§ SET TASK: Write out the passage on building a rocket launch controller word for word, starting at "I've done some" and ending at "voltage that is)".

§ READING TEXT:
• • • • •

I've done some Googling, and have found various plans for controllers (and pads), and I could just build one of those. But I'm not entirely sure about the basics - how they function, why they need to be wired the way they do, etc.

I'd like to build a controller that will still work for a standard A-C engine, but will also function for larger ones, like D-E sized motors. I'd also like the same controller to work for cluster engines, so I can use the same controller for my first (simple, 2-motor kit) cluster launch rocket. I'm not sure if these wishes are all possible in one controller (I can still use my Estes controller for the standards, of course). I've never worked with electronics before, but I want to learn how this works. Here's what I think I know:

  • You need enough voltage to get the igniter to fire (though I don't know how much voltage that is)
  • You need enough amperes to push enough current through the length of wire to the igniter (so, if you have 30 feet of wire instead of 15, you need more amps to get it there). I think this is accomplished through a series of batteries, or a stronger battery perhaps (?)
  • You need a weak enough current to run through the igniter to power the continuity light on the controller, but not so much you accidentally launch the rocket
  • For cluster launches, you need to wire all igniters in parallel, not in series, with the use of a "clip whip."

I'd like the controller to work on internal power if possible. I know some controllers use series of AA or C batteries. The Estes controller I got with my first kit uses one 9V. I was thinking of one of those lantern batteries with the spring attachments on top, but I think those are 6V, and I don't know if that's enough voltage. I would be willing to use one of those external, rechargeable (motorcycle?) batteries, but I don't want to have to rig the thing to my car. Where I fly, parking is a minimum of 600 feet from the launch site.

• • • • •

Rows from a pointing dataset
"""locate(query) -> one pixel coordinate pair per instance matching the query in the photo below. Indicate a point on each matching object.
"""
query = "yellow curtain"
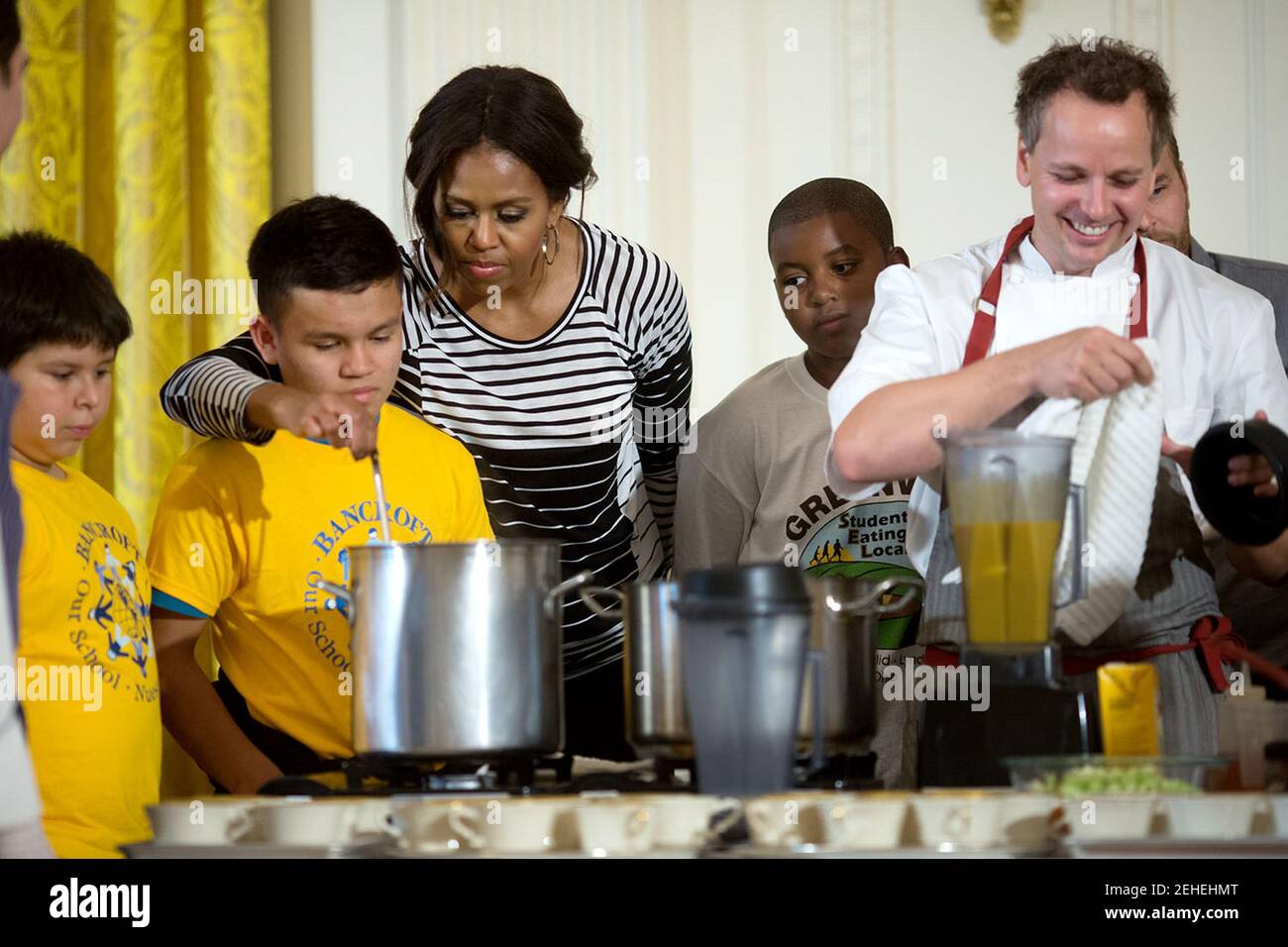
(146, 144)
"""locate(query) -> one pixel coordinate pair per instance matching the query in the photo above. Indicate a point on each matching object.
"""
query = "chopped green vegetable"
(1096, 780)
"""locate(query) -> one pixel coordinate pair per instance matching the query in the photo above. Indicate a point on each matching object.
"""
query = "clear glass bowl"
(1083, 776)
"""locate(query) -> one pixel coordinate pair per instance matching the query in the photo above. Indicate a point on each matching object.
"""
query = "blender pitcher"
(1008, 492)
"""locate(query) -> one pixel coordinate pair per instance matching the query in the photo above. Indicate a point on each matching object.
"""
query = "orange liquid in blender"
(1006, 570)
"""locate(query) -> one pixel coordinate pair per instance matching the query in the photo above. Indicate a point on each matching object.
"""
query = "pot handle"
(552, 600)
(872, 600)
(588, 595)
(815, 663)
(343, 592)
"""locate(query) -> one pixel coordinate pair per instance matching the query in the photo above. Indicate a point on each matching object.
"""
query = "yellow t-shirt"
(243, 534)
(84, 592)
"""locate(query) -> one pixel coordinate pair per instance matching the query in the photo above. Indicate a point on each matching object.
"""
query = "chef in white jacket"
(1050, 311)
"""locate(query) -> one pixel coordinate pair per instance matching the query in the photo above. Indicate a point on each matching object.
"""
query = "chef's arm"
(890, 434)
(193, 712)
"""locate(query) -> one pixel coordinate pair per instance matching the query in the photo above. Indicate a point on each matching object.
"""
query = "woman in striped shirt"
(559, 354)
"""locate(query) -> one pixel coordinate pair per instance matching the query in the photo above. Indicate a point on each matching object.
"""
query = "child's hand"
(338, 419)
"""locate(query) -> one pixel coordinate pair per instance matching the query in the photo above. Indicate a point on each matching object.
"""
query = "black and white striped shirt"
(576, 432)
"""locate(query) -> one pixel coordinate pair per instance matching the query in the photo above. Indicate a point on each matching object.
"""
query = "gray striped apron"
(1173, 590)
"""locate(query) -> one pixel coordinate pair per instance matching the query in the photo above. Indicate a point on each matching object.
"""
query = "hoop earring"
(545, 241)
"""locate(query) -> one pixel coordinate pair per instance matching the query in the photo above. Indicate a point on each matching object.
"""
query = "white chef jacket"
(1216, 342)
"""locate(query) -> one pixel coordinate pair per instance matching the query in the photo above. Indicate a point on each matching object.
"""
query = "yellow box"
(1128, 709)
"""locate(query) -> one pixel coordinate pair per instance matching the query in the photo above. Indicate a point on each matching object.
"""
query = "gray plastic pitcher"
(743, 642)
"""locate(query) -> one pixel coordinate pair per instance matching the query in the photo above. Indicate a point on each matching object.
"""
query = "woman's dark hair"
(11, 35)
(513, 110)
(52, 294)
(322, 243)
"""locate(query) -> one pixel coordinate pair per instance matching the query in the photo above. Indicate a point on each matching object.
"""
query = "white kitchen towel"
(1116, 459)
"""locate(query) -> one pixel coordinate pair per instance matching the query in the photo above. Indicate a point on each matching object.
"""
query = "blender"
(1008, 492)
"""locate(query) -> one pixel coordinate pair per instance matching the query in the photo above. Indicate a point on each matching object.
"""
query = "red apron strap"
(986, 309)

• • • • •

§ REPLY:
I've done some Googling, and have found various plans for controllers (and pads), and I could just build one of those. But I'm not entirely sure about the basics - how they function, why they need to be wired the way they do, etc.

I'd like to build a controller that will still work for a standard A-C engine, but will also function for larger ones, like D-E sized motors. I'd also like the same controller to work for cluster engines, so I can use the same controller for my first (simple, 2-motor kit) cluster launch rocket. I'm not sure if these wishes are all possible in one controller (I can still use my Estes controller for the standards, of course). I've never worked with electronics before, but I want to learn how this works. Here's what I think I know:

  • You need enough voltage to get the igniter to fire (though I don't know how much voltage that is)